- Records from a dataset
■ ■ ■ ■ ■ ■ ■
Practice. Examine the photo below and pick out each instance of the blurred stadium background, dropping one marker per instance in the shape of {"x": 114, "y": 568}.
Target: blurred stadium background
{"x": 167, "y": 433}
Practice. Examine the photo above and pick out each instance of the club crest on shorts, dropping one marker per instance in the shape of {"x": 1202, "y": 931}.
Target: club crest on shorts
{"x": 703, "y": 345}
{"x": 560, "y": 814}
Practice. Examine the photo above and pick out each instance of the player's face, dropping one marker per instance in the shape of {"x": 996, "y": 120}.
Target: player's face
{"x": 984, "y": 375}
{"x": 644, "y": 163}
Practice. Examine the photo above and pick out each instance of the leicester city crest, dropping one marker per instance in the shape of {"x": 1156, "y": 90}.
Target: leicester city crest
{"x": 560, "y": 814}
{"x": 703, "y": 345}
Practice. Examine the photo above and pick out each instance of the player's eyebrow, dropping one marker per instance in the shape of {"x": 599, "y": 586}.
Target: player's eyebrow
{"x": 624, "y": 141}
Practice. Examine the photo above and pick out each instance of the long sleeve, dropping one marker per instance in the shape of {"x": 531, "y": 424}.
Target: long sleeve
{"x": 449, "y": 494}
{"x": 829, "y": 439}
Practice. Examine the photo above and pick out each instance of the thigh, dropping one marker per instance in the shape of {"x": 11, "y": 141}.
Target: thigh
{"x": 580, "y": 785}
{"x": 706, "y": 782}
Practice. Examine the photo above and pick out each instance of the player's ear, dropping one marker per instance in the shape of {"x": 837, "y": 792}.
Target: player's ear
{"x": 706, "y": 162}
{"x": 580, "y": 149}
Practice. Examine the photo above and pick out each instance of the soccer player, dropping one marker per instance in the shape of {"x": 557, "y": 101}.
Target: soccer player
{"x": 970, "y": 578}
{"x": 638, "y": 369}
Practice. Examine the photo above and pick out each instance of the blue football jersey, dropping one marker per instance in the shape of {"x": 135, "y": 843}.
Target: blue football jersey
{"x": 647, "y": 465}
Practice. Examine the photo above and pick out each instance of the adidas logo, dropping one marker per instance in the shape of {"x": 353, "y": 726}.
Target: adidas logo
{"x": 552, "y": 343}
■ ■ ■ ■ ■ ■ ■
- Task description
Copy out every one of the records above word for word, changing nothing.

- Solution
Practice. Examine the photo below and pick out each instance of the blurred stadium background, dropping one marker per instance in the shape of {"x": 114, "y": 568}.
Target: blurred stadium background
{"x": 167, "y": 433}
Practice. Examine the photo above and pick out each instance of the club crest on shorts, dropping one marker per instance in the shape of {"x": 1202, "y": 931}.
Target: club crest on shorts
{"x": 703, "y": 345}
{"x": 560, "y": 814}
Practice. Examine the photo above and pick out each instance of the player's face, dropping one marker per instance in the shape of {"x": 996, "y": 120}.
Target: player's face
{"x": 984, "y": 375}
{"x": 644, "y": 163}
Practice. Examine the photo above and pick out each instance of the leicester city crest, dropping one marker per instance in the shape of {"x": 1156, "y": 90}.
Target: leicester city crest
{"x": 560, "y": 814}
{"x": 703, "y": 345}
Practice. Examine the photo above and pick out each instance of the player's eyebrow, dropping one marker per instance in the shape of {"x": 599, "y": 586}.
Target: player's eyebrow
{"x": 624, "y": 141}
Practice. Examine the photo above and pick out each instance of the long sleeve, dropping one marker per instance in the shape of {"x": 531, "y": 424}.
Target: long sleeve
{"x": 449, "y": 494}
{"x": 829, "y": 439}
Practice. Examine the photo above and pick out each instance of the thigh, dropping one marker per instance in the shape of {"x": 11, "y": 141}.
Target: thigh
{"x": 580, "y": 785}
{"x": 706, "y": 782}
Practice. Examine the photo above and pick out each instance of the player's ear, dropping one marker per instance in the shape of {"x": 837, "y": 792}.
Target: player's ear
{"x": 706, "y": 162}
{"x": 580, "y": 149}
Practice. Examine the photo above and pick out each instance of the soccer player, dropping one marker per instance in the shape of {"x": 557, "y": 101}.
Target: soccer player
{"x": 970, "y": 578}
{"x": 638, "y": 369}
Practice. Examine the photo above and pick out each instance of the blue football jersey, dropping one marker per instance in the shape of {"x": 135, "y": 843}.
Target: blue football jersey
{"x": 647, "y": 465}
Practice. Examine the photo above and pick out each instance of the adidas logo, dropping one marker per instance in the shape of {"x": 353, "y": 726}.
Target: adidas logo
{"x": 552, "y": 343}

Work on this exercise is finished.